Your job is to copy the data that follows exactly, every line included.

━━━ Data for this exercise ━━━

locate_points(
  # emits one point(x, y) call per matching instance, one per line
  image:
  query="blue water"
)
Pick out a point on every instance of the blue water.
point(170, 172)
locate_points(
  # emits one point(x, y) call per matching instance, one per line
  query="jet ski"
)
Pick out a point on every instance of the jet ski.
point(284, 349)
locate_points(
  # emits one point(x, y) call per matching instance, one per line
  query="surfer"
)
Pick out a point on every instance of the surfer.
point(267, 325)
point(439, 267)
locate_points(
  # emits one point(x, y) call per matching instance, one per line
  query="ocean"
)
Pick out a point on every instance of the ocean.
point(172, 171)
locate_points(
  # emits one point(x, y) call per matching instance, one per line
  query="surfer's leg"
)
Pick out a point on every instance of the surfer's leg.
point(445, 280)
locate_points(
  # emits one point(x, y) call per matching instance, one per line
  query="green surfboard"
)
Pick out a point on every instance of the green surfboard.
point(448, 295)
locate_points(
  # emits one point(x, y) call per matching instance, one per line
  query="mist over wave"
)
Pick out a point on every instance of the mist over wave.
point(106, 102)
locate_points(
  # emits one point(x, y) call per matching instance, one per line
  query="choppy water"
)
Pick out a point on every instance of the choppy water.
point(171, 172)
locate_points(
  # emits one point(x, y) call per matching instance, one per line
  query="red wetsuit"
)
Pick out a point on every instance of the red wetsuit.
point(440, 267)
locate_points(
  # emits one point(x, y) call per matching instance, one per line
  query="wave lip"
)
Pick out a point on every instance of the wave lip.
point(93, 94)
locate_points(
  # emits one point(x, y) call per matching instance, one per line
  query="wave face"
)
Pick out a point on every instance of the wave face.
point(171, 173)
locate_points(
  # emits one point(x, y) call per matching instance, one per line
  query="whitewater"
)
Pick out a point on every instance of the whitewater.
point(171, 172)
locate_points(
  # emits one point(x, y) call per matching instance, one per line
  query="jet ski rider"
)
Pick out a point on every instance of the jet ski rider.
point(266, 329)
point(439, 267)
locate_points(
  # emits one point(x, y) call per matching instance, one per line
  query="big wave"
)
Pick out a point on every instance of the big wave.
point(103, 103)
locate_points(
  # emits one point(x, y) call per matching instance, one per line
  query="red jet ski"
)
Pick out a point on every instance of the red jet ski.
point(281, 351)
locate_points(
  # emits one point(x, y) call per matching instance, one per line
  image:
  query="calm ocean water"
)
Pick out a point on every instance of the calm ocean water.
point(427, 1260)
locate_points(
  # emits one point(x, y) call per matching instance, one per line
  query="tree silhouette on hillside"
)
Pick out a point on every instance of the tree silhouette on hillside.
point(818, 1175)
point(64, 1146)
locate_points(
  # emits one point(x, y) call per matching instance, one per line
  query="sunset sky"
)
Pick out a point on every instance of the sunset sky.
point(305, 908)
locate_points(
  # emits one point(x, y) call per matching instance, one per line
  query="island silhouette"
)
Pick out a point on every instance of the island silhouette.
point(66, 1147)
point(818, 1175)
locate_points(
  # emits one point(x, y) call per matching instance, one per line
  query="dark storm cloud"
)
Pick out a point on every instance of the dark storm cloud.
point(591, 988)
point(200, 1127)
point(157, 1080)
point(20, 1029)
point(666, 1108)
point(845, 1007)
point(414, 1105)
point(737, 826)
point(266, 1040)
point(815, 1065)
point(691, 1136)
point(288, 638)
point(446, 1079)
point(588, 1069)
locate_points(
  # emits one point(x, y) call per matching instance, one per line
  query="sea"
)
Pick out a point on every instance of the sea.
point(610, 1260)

━━━

* Worked solution *
locate_points(
  # emits one point(x, y) call per matching instance, one per line
  image:
  query="blue water"
)
Pick out a point on every instance of the blue water.
point(170, 172)
locate_points(
  # emits one point(x, y) call per matching instance, one per line
  query="jet ski"
)
Pick out a point on every instance of the jet ski.
point(284, 349)
locate_points(
  # emits one point(x, y) call per matching instance, one per line
  query="surfer"
)
Pick out a point on every instance of the surfer.
point(267, 325)
point(439, 267)
locate_points(
  # emits one point(x, y) call per matching instance, one per line
  query="ocean"
)
Pick out a point on every instance of the ocean.
point(172, 171)
locate_points(
  # emits one point(x, y) call per matching instance, one per line
  query="surfer's leg"
)
Pick out a point on every instance of the surfer's leg.
point(445, 280)
locate_points(
  # emits one point(x, y) call per matching instance, one per line
  query="green surfboard"
)
Pick out a point on every instance of the green surfboard.
point(448, 295)
locate_points(
  # emits one point(x, y) call per matching instance, one per line
  query="mist over wave"
)
Pick out a point on every instance of the mist over wave.
point(106, 102)
locate_points(
  # emits one point(x, y) call per matching instance, one per line
  query="choppy water"
)
Pick out a point on every instance of the choppy water.
point(171, 172)
locate_points(
  # emits one point(x, y) call per matching instance, one per line
  query="red wetsuit"
)
Pick out a point on every instance of the red wetsuit.
point(440, 267)
locate_points(
  # emits one point(x, y) call per matching instance, one per line
  query="wave lip"
)
Pick out a point on every instance of the wave lip.
point(93, 94)
locate_points(
  # emits one point(x, y) call per matching instance, one per line
  query="wave face"
)
Pick out a point on every instance of the wave face.
point(171, 173)
locate_points(
  # emits one point(x, y) call per matching instance, one per line
  query="whitewater"
)
Pick out a point on every instance of the whitewater.
point(171, 172)
locate_points(
  # emits one point(x, y) call per matching instance, one per line
  query="jet ski rider"
)
Pick out a point on every instance of the jet ski rider.
point(266, 329)
point(439, 267)
locate_points(
  # emits one point(x, y) call per matching instance, one per line
  query="big wave"
)
Pick out a point on every instance of the big wave.
point(103, 103)
locate_points(
  # emits one point(x, y) call per matching instance, one per line
  query="red jet ski"
)
Pick out a point on every instance of the red jet ski.
point(281, 351)
locate_points(
  # emits one point(x, y) call per matching instance, one per line
  image:
  query="calm ocean water"
)
Pick out a point on every instance of the calm ocean water.
point(427, 1260)
locate_points(
  # emits one point(x, y) call per matching instance, one per line
  query="tree silhouette on hillside"
)
Pick out a point on every instance of the tree silhouette on hillside.
point(818, 1175)
point(64, 1146)
locate_points(
  # emits one point(x, y) call per matching instance, one per line
  query="sunset sky"
)
Pick out a point on every instance of the sunset sky.
point(305, 908)
locate_points(
  # emits one point(x, y) call per matching instance, one per line
  query="island silhouette"
)
Pick out a point on every instance of the island silhouette.
point(66, 1147)
point(818, 1175)
locate_points(
  # emits one point(x, y) call per matching instance, one per line
  query="dark storm cloud"
)
Pick out a point on every instance of the dark storm cloud.
point(591, 988)
point(200, 1127)
point(157, 1080)
point(20, 1029)
point(666, 1108)
point(845, 1007)
point(414, 1105)
point(737, 826)
point(266, 1040)
point(815, 1065)
point(691, 1136)
point(288, 638)
point(446, 1079)
point(588, 1069)
locate_points(
  # emits one point(x, y) call per matching instance, one per line
  query="sea"
)
Pick out a point on every instance of the sea.
point(610, 1260)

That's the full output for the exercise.